* TASK DIRECTIONS *
Return the part of the commentary on Lind that starts at "On the other" and ends at "do new ones.", copied word for word.

* SOURCE EXTRACT *
<<<<

Here I will agree and disagree with Lind.

He’s absolutely correct about the “formalized” process being obstructive to clear thinking and negative toward new ideas that question comfortable assertions. The effect that would be derived here in such a hierarchical setting is the construction and continual affirmation of the official ” box” in which all thoughts must occur – exactly the opposite of the brainstorming, horizontal thinking, informed speculation and analytical challenges to sacred cow premises required for an insight-generating, creative, debate. The likely end-product from this kind of process would be group-think and increased isolation since the social incentives would be built-in to make potential options narrower ( “safer”), rather than broader (“risky”).

On the other hand, Lind is putting far too much emphasis on Powerpoint as a cause of the lack of innovative thinking. Powerpoint has its strengths and weaknesses like any other tool or format for the presentation of ideas. Plenty of mediocre, muddled, empty or damn fool ideas have been committed to paper or were presented orally and were nonetheless considered persuasive by virtue of their eloquence. Bad powerpoint briefs might still easily be translated into bad journal articles and we’d be no better off. The failure in either case stems from a failure to think effectively and an undue passivity on the part of the audience that should approach orthodox ideas of their institutional ” received culture” with as much skepticism as they do new ones.

>>>>

* PROVIDED MATERIAL *

<<<<

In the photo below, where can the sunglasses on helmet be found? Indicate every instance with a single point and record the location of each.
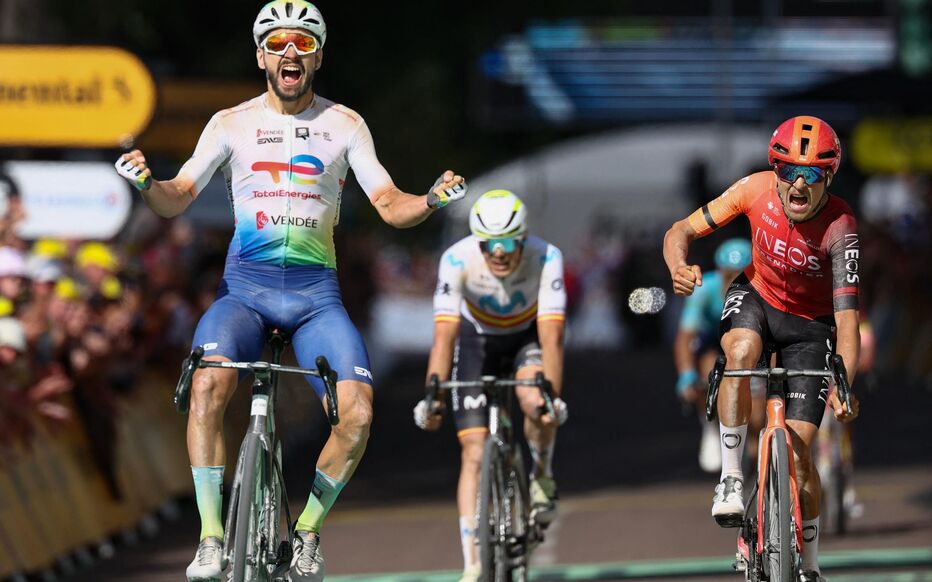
(508, 245)
(278, 43)
(789, 173)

>>>>

* TASK RESULT *
On the other hand, Lind is putting far too much emphasis on Powerpoint as a cause of the lack of innovative thinking. Powerpoint has its strengths and weaknesses like any other tool or format for the presentation of ideas. Plenty of mediocre, muddled, empty or damn fool ideas have been committed to paper or were presented orally and were nonetheless considered persuasive by virtue of their eloquence. Bad powerpoint briefs might still easily be translated into bad journal articles and we’d be no better off. The failure in either case stems from a failure to think effectively and an undue passivity on the part of the audience that should approach orthodox ideas of their institutional ” received culture” with as much skepticism as they do new ones.